═══ Excerpted records ═══

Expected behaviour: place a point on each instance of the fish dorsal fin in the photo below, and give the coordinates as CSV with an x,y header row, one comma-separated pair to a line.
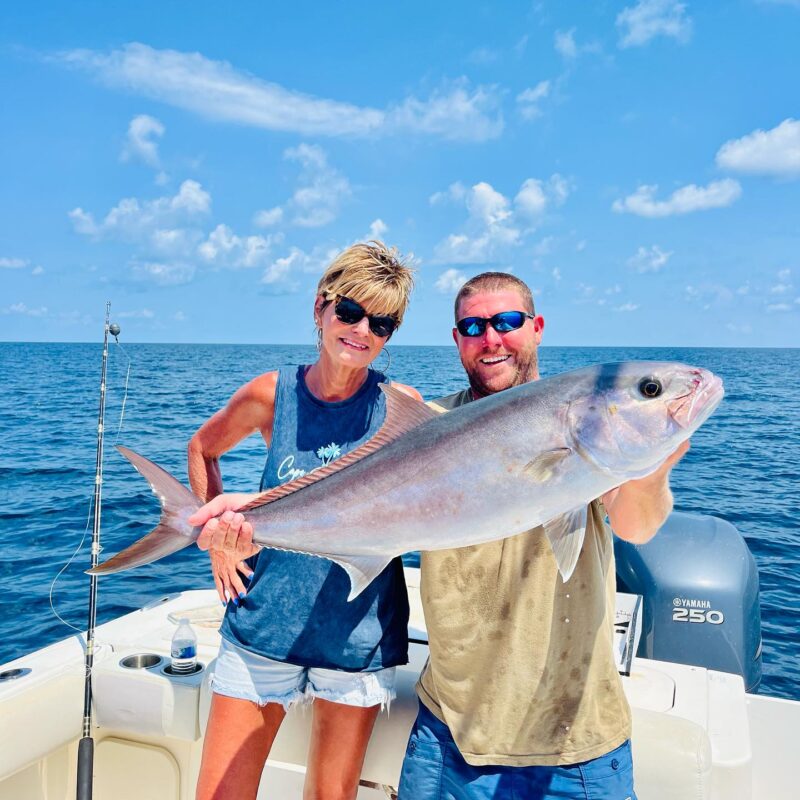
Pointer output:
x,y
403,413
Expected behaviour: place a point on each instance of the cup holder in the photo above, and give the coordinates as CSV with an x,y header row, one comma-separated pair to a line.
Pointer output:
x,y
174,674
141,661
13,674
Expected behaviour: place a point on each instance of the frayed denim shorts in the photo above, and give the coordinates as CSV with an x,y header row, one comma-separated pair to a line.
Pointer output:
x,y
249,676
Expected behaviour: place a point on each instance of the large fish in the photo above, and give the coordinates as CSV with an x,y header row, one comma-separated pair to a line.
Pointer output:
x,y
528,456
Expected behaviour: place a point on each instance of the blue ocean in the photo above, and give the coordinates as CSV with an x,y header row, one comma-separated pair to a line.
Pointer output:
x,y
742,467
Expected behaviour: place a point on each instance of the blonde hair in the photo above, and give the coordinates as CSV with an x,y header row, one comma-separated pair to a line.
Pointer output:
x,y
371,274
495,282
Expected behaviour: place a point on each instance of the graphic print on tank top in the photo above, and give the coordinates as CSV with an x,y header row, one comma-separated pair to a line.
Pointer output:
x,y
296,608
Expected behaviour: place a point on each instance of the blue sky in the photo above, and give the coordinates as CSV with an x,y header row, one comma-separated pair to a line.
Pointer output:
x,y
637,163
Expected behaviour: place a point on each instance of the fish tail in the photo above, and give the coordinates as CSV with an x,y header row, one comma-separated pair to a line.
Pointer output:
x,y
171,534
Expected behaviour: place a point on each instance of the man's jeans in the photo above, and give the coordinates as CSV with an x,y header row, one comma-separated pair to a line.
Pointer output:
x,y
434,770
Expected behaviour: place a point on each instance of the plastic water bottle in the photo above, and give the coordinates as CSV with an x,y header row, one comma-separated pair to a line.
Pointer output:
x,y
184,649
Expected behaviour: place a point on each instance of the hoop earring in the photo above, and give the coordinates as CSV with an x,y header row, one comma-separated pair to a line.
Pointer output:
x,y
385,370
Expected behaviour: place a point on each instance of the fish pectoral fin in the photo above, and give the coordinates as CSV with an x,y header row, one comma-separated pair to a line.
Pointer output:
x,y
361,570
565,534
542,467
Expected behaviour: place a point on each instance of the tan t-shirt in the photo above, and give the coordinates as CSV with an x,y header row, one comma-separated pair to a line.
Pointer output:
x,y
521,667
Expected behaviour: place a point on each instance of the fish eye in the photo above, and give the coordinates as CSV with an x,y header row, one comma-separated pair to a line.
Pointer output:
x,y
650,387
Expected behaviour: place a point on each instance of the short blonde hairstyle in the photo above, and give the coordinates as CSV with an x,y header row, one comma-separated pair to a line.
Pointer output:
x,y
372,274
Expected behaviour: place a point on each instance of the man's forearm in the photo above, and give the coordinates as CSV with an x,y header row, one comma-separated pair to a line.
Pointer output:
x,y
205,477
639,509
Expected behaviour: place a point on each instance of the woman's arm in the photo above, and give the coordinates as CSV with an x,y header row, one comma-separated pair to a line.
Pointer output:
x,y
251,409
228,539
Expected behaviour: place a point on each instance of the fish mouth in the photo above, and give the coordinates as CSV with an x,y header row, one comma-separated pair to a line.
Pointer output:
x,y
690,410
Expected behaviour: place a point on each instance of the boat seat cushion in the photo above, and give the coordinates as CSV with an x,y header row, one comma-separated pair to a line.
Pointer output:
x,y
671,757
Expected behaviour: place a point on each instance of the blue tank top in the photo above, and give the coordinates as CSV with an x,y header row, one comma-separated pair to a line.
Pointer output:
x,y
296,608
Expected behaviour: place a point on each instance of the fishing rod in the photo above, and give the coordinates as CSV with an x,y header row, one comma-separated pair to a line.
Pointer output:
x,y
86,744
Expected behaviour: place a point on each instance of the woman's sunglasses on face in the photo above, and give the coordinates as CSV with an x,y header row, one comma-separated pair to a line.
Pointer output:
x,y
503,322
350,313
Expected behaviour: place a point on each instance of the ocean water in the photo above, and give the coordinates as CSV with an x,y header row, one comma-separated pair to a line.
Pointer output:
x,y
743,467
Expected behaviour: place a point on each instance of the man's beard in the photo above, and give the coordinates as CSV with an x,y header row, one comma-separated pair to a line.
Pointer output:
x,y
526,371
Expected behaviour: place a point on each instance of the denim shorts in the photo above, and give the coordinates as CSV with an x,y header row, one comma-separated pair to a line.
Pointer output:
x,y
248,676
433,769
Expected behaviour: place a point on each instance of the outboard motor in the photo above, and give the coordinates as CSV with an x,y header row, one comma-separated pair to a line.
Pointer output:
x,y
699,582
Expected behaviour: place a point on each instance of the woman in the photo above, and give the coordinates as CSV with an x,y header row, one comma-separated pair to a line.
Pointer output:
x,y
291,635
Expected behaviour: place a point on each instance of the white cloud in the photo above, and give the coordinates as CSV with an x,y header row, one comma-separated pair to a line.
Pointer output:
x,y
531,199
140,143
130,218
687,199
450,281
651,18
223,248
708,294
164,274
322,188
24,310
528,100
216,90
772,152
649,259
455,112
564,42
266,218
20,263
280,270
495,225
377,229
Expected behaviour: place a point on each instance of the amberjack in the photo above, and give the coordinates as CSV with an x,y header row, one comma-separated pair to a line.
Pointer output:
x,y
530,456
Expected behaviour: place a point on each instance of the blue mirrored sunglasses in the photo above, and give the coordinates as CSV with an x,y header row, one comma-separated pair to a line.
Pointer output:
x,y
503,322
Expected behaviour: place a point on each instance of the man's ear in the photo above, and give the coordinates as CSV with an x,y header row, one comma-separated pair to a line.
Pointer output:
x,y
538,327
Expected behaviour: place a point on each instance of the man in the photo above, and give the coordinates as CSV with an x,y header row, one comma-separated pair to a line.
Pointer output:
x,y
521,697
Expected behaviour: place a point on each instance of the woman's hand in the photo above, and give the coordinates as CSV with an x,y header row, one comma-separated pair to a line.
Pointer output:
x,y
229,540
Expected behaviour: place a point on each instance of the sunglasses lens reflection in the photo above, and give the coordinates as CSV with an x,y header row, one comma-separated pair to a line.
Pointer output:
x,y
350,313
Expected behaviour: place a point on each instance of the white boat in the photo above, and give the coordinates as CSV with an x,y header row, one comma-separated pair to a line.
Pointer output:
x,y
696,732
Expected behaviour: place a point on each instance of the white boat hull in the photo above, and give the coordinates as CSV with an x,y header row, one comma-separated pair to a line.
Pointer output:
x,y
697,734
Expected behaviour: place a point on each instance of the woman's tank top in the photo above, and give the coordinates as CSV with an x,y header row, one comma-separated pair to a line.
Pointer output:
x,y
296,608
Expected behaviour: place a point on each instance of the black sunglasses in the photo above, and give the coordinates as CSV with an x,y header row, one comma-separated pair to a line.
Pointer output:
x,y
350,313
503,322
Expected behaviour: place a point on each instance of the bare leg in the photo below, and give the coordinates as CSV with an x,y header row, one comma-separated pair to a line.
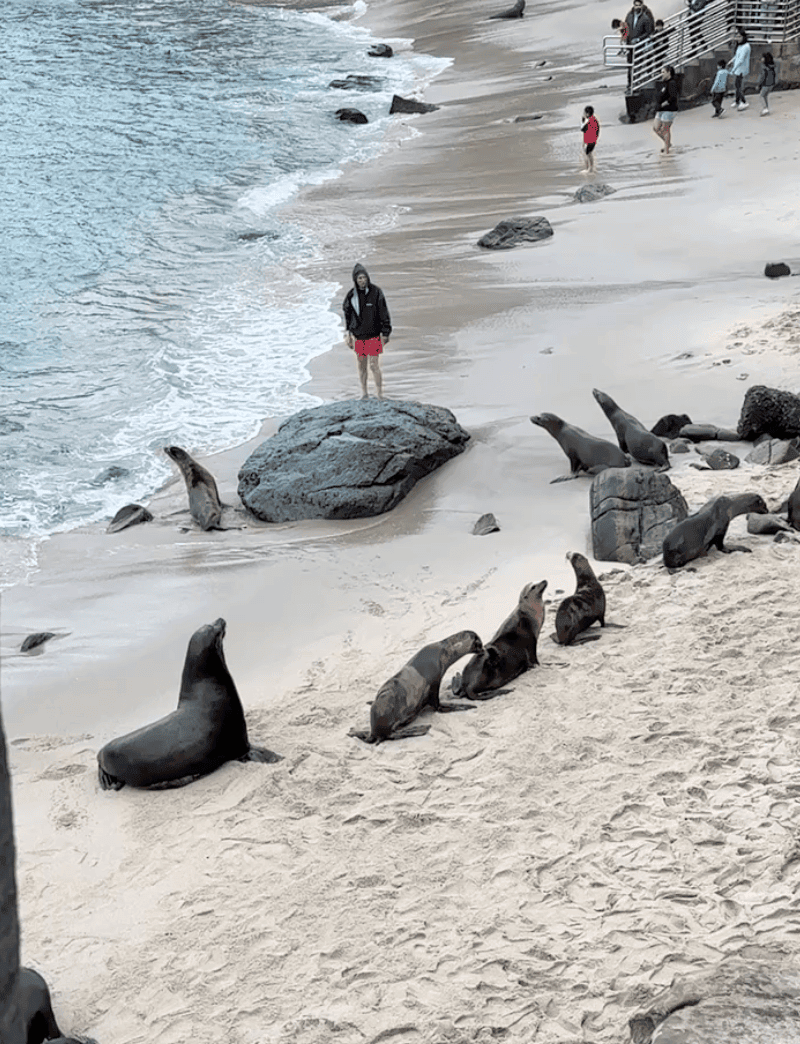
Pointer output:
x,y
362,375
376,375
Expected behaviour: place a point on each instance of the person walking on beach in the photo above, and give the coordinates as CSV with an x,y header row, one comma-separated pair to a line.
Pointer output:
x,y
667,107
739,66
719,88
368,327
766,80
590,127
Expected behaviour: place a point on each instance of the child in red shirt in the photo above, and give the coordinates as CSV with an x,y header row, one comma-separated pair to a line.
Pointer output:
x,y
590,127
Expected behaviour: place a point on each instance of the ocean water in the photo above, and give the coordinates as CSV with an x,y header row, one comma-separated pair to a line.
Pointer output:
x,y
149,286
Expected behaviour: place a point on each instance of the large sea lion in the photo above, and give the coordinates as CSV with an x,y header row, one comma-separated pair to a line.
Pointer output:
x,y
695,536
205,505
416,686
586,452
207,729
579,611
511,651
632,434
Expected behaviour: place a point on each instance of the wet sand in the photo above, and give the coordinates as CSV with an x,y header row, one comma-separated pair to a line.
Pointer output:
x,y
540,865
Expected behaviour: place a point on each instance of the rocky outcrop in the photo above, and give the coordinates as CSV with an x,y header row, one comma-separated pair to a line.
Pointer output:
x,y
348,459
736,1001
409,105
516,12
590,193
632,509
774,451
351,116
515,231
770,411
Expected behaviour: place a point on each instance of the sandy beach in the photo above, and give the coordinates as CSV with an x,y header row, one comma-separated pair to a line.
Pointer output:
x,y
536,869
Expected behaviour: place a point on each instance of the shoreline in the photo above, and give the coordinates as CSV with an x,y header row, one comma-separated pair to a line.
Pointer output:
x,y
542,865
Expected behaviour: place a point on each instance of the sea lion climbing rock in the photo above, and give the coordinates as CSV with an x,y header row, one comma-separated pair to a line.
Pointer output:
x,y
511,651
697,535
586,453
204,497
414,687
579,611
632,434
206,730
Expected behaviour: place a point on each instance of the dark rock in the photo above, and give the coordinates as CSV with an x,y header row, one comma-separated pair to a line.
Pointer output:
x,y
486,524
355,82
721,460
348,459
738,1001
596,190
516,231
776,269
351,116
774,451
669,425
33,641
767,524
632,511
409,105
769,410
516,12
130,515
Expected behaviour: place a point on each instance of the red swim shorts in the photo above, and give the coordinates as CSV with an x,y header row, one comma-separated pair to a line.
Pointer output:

═══

What you need to do: Copy exactly the lines from the one containing "Expected behaviour: place a point on each instance of the sandy" through the last line of the records, both included, and nothing else.

Written reply:
Expected behaviour: place a point on each instance of the sandy beach in the photo above, and give the coordinates as CSV with an x,y header row, one comma-separated pair to a line.
Pointer output:
x,y
536,869
Expected behaviour: place a point on each instance of the shoreline in the photo above, and give the coordinates as CSV with an x,y header row, one comma-separated pair to a line.
Pointer output:
x,y
542,865
Expected behaviour: place a point on each instance of the sea lion climbing rock in the photo above, and give the coordinates as CSV with an x,y header row, one comma-separated pair to a line.
Pointer output:
x,y
511,651
697,535
586,453
204,497
414,687
579,611
632,434
206,730
Expected behaviour: place a point on each instance of the dark rock in the photo above, and give the coordinates as CSV with an x,y header row, one comma-separated pair to a line.
Pointer output:
x,y
486,524
355,82
721,460
348,459
738,1001
596,190
516,231
776,269
351,116
774,451
669,425
33,641
767,524
632,511
409,105
769,410
516,12
130,515
Expected behaviour: place a point on each instance of the red swim shorts in the photo above, and give the coordinates as CSV with an x,y header row, one comma-separated pair to a line.
Pointer output:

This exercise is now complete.